— START OF DATA FOR THE TASK —
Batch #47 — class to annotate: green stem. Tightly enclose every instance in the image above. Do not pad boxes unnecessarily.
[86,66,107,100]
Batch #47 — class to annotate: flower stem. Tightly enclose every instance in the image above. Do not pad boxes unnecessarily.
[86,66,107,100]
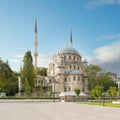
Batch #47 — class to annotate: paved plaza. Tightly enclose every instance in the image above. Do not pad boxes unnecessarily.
[0,102,120,120]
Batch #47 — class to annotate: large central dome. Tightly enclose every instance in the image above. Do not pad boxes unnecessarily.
[59,47,80,55]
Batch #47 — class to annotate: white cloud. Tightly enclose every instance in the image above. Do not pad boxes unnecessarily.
[87,41,120,73]
[97,34,120,40]
[86,0,120,8]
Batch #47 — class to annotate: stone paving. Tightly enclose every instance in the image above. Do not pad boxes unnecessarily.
[0,102,120,120]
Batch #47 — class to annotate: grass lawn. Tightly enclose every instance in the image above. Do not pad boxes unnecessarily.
[79,102,120,108]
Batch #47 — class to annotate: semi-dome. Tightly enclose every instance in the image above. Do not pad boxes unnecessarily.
[59,47,80,55]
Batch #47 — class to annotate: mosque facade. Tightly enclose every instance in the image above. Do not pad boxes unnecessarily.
[34,22,88,96]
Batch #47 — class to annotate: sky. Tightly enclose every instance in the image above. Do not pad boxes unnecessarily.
[0,0,120,74]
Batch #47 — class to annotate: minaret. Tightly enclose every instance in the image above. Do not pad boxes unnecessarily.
[70,31,73,47]
[34,19,38,75]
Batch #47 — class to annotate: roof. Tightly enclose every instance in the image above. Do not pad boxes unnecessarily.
[68,70,83,75]
[59,92,87,97]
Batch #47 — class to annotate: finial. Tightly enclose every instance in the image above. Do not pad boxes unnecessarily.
[35,17,37,33]
[70,30,72,47]
[66,42,68,47]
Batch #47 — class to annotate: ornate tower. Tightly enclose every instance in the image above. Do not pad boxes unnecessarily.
[70,30,73,47]
[34,19,38,75]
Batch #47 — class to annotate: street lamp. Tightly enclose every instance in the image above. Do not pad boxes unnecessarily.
[52,80,60,102]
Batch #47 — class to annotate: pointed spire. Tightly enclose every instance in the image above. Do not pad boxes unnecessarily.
[70,30,72,47]
[35,18,37,33]
[66,42,68,47]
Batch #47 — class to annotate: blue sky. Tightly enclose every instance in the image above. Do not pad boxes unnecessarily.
[0,0,120,74]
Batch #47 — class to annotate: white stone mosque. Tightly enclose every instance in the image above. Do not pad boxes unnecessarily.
[34,20,88,96]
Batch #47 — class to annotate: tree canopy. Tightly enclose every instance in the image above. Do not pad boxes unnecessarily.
[86,65,116,91]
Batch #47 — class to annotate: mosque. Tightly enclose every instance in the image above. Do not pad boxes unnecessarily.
[34,20,88,96]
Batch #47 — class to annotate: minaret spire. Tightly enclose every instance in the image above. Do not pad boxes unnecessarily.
[70,30,73,47]
[34,18,38,75]
[35,18,37,33]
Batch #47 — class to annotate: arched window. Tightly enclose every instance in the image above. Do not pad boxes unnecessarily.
[68,87,71,91]
[74,65,76,70]
[65,87,67,92]
[69,55,71,59]
[65,77,67,82]
[73,56,75,60]
[64,56,66,60]
[73,76,76,80]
— END OF DATA FOR THE TASK —
WRITTEN REQUEST
List each line in the items that contains the word "spire".

COMPLETE OUTPUT
Batch #47 — class to annotate: pointed spire. Tightly enclose every instance in the image above. Do not pad boxes unnecessarily.
Batch #47 — class to annotate: minaret spire. Tightly enclose every instance in the image above. Do not pad boxes unnecessarily.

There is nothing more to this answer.